ASSIGNMENT 1
In the forum thread about mounting the EFI System Partition, how large did one poster have to make the ESP to support multi-booting?
ASSIGNMENT 2
Pick up the forum thread about mounting the EFI System Partition after its last post and continue it.

TEXT UNDER STUDY
################
This isn’t the post but @joekamprad explains it in the thread. Although i am not sure this is exactly what the OP is referring to.
That flag has not been needed for years, tho.
Mounting your esp to /boot
has some downsides as it moves your kernels inside the esp. systemd-boot requires this and I had to make my esp 800MB to support multi-booting with all the kernels distros keep around these days.
If you want to move it I would recommend switching it to /efi
if you are using grub.
That being said, you should be able to mount it wherever you want. Mounting it as a /boot/efi
isn’t deprecated as far as I know.
Do you share the same ESP for all the different distros, mounted at /boot for each for having a functioning multi-boot system using systemd-boot?
Yes. I have a single ESP partition.
Great! I’ve never tried systemd-boot, not knowing how it handles multi-booting. But by your description it seems rather straightforward. So just to make sure if I get it right: all the kernels installed from different systems will reside in the same ESP and then systemd-boot will add them to a boot menu from which you could choose which one to boot?
EFI System Partition
If you have no kernel name overlaps than yes, you can just add them to /boot
.
################
RECORDED DATA
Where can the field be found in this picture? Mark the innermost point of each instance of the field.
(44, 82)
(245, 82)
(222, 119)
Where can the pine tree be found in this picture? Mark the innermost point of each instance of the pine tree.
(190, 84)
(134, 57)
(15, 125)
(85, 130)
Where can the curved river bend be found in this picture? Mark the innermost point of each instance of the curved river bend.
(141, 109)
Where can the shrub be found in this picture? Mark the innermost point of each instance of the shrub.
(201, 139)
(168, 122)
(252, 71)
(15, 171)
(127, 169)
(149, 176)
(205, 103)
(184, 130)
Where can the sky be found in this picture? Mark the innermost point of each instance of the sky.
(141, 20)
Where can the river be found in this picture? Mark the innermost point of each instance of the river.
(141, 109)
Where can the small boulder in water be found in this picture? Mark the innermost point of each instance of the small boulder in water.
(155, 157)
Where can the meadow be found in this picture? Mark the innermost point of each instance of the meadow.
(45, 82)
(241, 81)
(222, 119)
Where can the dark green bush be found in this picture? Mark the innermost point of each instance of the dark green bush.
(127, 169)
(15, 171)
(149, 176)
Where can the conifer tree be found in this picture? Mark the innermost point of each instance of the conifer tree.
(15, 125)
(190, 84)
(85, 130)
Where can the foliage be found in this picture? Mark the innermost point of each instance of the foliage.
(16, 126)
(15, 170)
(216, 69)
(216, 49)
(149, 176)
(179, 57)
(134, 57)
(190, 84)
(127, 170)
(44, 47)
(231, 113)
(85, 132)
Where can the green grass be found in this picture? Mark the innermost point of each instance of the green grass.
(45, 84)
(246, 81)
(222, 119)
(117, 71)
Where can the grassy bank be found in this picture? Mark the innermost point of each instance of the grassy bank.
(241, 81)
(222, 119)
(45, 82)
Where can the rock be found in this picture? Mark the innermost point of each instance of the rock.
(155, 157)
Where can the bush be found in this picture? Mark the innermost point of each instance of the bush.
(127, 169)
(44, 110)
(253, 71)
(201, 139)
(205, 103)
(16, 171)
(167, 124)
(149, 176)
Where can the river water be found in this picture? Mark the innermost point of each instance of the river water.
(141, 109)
################
RESPONSE 1
800MB

RESPONSE 2
If you have kernel name overlaps, you will need to handle that manually somehow. How to handle that will depend on the distro in question. One way is using symlinks. Some distros allow you to specify an alternate kernel location.
Seems a bit over my paygrade but hey, it’s about time I get a raise
I’ll start experimenting on a spare machine to see if I can get the basics right. Thanks for your replies and explanation!
Feel free to reach out to me if you need any help.
Yes i get it. I guess the word is depricated. It’s the same thing to me ESP … EFI.
Extensible Firmware Interface (EFI) and Unified EFI (UEFI)
Sure, thanks a lot!
Intel developed the original Extensible Firmware Interface (EFI) specifications. In 2005, UEFI deprecated EFI 1.10 (the final release of EFI).
hm so EFI is the one depricated then
Only UEFI (Interface) and ESP (partition)
I will keep this in mind up from now … we do have the first non-Bios system also now in my house a ThinkCentre (miniPC)
Nice little machines.
The GPT specifications do not actually use “flags.” That is a peculiarity of parted and gparted (and kpmcore does this as well) that still insist on referring to flags when there are none. What parted is doing when you set the “boot flag” is actually changing the partition GUID to the agreed upon GUID for EFI partitions, in this case: C12A7328-F81F-11D2-BA4B-00A0C93EC93B is the GUID of an EFI partition. The boot loaders know that GUID belongs to the EFI partition. There is no real flag being set. It is a lot easier for us humans to remember “boot flag” than C12A7328-F81F-11D2-BA4B-00A0C93EC93B.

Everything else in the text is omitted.